## Data shown
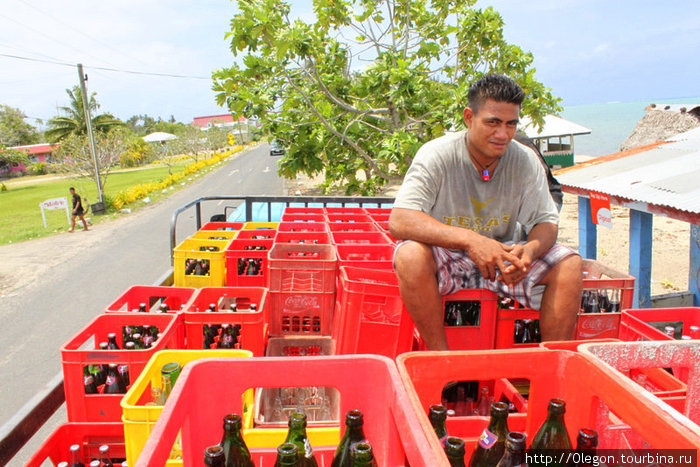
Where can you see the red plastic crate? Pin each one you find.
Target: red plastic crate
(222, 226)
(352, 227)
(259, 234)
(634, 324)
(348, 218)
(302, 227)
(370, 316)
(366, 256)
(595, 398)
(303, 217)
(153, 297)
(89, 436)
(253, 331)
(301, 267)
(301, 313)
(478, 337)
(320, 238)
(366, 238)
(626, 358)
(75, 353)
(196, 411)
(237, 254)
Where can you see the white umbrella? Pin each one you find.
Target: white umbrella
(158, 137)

...

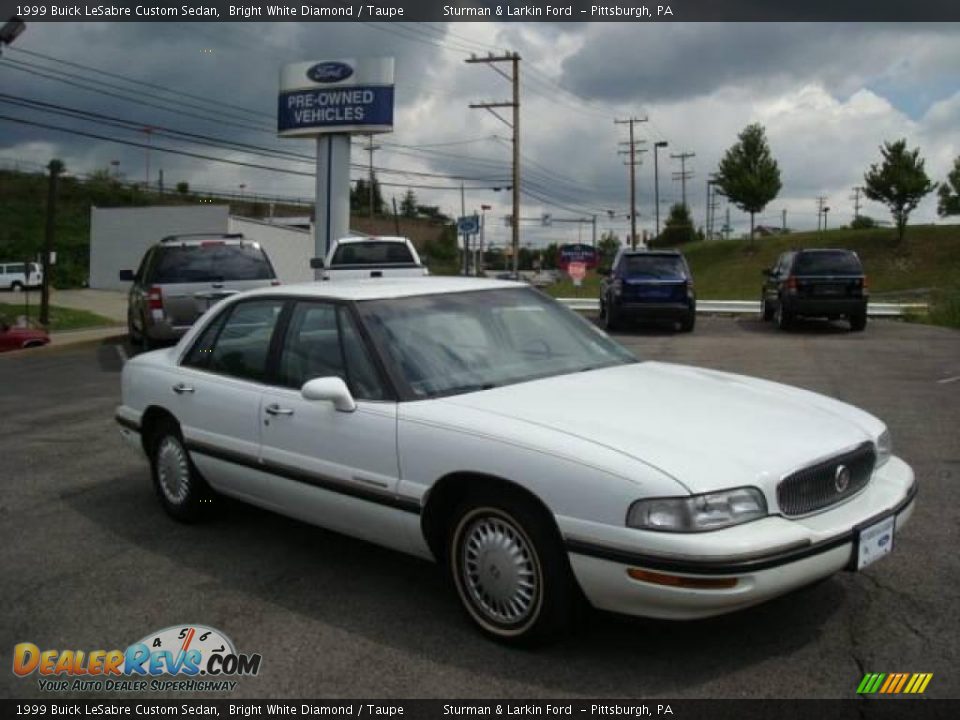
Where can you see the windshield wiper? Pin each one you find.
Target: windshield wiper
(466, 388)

## Task statement
Tally up how many lines in the records contain the string "each". Answer with that figure only.

## Expected answer
3